Palatine, Illinois school district support staff return to picket lines

Over 160 support staff in the Chicago suburban school district of Palatine, Illinois returned to the picket lines on October 25 after a judge lifted a temporary restraining order that prevented them from striking. The support staff at Community Consolidated School District 15 rejoined the remaining support staff already on strike over the poverty conditions they face.

The workers have been working without a contract since July 1, even as negotiations for a new contract began in February. After a federal mediator failed to negotiate a contract settlement, the 464 support staff—including nurses, special education classroom aides, secretaries, clerical workers and other staff—walked out on October 16. The workers are represented in the contract dispute by the Education Support Personnel Association (ESPA), which is affiliated with the Illinois Education Association (IEA) and its national counterpart.

The support staff went on strike to fight low wages and declining working conditions. Many of these workers make starvation wages as low as $11 an hour, pay high out-of-pocket health care costs and are forced to work a second or a third job just to make ends meet. These low-paid support staff work in Palatine Township District 15, which is the third-largest elementary-only district in Illinois, and serves over 12,600 students in the northwestern Chicago suburbs—including Palatine, Arlington Heights, Hoffman Estates, Rolling Meadows and portions of other towns.

Highlighting the contempt of the state for these highly exploited workers, Cook County Judge Neil Cohen issued a temporary restraining order against 168 support striking nurses and special education classroom aides the day after the strike began. Within the first few hours of the strike, the district filed a suit blocking the workers from going on strike. In an attempt to intimidate the striking workers, the district cynically claimed that the staff’s absence would be a “clear and present danger” to hundreds of special needs children between the ages of 3 and 14. The judge sided with the district and ordered the workers to return to the classroom immediately.

Supplied information –

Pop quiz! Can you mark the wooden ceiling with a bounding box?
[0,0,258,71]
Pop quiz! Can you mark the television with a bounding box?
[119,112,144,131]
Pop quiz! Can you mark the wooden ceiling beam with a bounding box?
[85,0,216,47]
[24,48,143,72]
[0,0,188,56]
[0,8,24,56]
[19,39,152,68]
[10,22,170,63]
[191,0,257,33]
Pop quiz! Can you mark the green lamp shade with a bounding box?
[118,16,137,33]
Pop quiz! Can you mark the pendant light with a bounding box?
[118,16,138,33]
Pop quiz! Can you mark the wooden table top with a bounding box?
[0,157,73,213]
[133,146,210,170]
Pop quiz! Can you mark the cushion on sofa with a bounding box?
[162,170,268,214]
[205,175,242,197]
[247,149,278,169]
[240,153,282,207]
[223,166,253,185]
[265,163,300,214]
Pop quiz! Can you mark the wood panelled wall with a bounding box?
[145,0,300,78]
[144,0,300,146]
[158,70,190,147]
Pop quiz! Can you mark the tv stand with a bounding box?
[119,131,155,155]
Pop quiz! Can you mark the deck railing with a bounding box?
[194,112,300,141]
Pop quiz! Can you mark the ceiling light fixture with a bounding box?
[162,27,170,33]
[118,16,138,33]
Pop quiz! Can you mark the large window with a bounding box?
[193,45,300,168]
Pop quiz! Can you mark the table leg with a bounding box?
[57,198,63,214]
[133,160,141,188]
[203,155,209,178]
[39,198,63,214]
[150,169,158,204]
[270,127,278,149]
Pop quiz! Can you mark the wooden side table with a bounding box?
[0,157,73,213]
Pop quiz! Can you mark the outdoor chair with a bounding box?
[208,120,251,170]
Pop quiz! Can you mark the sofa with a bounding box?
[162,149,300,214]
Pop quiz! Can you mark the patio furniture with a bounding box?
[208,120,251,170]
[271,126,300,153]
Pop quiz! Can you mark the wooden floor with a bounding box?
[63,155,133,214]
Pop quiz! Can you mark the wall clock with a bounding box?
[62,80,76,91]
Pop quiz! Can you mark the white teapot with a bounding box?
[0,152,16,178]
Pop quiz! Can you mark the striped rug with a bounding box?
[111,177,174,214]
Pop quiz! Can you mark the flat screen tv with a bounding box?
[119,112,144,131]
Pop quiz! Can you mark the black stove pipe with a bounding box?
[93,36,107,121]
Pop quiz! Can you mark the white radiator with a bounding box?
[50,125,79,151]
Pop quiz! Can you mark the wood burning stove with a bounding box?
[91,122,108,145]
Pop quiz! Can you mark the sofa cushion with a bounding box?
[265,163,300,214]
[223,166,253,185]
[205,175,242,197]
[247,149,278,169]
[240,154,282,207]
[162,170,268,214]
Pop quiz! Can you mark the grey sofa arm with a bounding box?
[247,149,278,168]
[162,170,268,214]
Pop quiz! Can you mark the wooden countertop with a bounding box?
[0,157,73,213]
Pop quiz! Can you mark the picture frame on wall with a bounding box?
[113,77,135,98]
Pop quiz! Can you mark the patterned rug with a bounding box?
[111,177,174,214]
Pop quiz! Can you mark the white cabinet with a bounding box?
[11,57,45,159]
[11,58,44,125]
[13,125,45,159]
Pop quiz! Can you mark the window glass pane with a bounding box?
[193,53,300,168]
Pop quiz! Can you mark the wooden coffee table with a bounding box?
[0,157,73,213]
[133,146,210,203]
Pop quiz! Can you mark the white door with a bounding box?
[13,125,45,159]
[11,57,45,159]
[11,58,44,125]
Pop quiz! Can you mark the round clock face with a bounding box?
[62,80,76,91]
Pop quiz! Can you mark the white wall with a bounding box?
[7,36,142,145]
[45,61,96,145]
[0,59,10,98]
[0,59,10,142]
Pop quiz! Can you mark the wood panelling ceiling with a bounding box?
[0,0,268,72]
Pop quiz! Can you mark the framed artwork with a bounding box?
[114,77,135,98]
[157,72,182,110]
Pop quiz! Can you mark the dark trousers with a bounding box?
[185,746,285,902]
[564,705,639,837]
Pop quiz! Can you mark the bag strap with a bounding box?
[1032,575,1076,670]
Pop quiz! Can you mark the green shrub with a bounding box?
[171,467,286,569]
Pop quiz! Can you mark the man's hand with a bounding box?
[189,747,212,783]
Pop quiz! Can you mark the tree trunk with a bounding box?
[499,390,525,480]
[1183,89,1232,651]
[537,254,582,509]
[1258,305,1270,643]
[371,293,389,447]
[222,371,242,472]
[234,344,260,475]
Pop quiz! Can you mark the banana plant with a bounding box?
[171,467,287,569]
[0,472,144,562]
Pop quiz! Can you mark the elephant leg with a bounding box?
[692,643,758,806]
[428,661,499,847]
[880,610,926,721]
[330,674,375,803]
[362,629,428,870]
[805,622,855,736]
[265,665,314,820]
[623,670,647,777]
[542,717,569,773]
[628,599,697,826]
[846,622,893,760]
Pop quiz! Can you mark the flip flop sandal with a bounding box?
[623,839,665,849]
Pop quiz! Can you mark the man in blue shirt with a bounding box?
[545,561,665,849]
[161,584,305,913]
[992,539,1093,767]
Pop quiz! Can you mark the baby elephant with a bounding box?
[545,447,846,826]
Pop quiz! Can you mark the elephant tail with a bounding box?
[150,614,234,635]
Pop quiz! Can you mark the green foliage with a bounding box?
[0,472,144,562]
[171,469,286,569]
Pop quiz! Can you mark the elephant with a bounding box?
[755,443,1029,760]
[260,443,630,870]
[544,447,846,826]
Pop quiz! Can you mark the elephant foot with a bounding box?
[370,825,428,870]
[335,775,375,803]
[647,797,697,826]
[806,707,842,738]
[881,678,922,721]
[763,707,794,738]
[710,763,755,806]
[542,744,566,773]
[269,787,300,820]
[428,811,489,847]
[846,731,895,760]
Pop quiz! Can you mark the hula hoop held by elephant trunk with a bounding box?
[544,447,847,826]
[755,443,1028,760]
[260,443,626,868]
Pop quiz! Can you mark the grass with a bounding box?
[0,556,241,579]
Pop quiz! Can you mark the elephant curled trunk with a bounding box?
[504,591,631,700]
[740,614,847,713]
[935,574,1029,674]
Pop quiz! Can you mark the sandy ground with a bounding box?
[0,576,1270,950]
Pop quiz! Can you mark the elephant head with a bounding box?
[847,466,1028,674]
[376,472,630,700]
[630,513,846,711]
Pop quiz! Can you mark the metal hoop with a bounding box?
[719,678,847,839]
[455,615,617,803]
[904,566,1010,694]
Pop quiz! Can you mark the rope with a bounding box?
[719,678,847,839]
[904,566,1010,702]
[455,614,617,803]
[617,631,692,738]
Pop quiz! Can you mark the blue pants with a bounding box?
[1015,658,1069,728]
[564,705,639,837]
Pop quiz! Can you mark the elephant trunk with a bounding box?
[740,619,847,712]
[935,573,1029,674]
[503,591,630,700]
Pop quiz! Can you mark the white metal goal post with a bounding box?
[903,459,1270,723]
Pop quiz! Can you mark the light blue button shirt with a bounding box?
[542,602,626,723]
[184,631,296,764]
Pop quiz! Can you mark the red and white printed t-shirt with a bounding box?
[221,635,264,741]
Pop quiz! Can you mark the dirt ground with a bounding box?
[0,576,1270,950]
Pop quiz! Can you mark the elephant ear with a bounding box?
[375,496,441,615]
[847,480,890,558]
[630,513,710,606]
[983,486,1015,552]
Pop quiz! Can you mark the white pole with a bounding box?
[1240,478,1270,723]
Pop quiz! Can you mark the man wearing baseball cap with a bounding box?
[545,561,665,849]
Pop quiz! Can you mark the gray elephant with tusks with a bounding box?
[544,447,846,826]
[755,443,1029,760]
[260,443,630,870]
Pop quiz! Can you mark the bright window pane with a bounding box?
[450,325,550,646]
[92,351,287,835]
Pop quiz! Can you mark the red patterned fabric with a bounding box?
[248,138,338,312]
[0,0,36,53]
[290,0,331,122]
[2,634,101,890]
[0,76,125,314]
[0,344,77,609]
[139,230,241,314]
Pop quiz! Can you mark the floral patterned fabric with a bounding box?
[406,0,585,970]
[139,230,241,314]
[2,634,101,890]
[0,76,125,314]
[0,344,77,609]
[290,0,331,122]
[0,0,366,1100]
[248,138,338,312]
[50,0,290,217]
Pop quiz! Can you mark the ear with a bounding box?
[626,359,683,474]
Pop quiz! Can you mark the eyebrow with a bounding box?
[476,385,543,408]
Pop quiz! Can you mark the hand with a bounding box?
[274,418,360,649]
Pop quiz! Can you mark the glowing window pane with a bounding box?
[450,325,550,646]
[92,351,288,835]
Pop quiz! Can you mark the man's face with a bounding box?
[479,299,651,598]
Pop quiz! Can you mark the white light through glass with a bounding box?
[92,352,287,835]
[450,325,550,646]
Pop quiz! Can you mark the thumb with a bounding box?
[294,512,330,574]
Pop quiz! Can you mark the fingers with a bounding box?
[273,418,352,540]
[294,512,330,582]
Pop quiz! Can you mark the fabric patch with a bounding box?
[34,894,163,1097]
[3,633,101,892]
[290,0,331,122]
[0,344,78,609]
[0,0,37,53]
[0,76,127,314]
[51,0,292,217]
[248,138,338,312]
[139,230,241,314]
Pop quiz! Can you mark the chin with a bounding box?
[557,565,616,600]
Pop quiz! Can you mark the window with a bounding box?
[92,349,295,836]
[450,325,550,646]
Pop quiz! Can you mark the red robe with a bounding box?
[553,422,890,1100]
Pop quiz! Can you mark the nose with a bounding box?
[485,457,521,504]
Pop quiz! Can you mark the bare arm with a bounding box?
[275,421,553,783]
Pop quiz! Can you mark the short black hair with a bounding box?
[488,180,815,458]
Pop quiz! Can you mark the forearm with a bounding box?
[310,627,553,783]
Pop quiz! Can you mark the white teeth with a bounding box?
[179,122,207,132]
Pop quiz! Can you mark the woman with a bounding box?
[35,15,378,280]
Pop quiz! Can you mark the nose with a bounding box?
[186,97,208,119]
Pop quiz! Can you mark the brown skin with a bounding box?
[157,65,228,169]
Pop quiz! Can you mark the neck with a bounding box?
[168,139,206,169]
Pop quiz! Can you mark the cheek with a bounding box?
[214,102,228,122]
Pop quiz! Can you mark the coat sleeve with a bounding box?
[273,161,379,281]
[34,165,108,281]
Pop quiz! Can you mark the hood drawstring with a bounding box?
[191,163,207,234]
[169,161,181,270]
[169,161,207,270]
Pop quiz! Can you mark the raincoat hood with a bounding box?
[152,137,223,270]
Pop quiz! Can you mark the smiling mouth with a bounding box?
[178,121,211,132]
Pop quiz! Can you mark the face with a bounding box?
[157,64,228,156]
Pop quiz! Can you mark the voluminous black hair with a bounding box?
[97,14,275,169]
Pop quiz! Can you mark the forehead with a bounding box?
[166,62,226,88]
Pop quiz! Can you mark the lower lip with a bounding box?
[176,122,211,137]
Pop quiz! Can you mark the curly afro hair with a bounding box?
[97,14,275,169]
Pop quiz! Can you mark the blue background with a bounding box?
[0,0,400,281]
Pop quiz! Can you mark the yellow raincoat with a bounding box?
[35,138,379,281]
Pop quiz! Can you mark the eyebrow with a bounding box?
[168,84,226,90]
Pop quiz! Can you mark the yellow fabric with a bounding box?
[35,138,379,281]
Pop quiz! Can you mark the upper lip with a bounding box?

Required task A –
Answer each question from the Palatine strike article, one per line:
(i) On what date did the support staff walk out?
(ii) How many support staff are involved in the strike in total?
(iii) Which judge issued the temporary restraining order?
Required task B – In one to three sentences, explain why over 160 support staff only rejoined the picket lines on October 25, according to the Palatine strike article.
Required task C – From the Palatine strike article, list every town named as being served by District 15.

Problem solution A –
(i) October 16
(ii) 464
(iii) Cook County Judge Neil Cohen

Problem solution B – A temporary restraining order had prevented them from striking. They returned to the picket lines on October 25 after a judge lifted that order.

Problem solution C – Palatine, Arlington Heights, Hoffman Estates, Rolling Meadows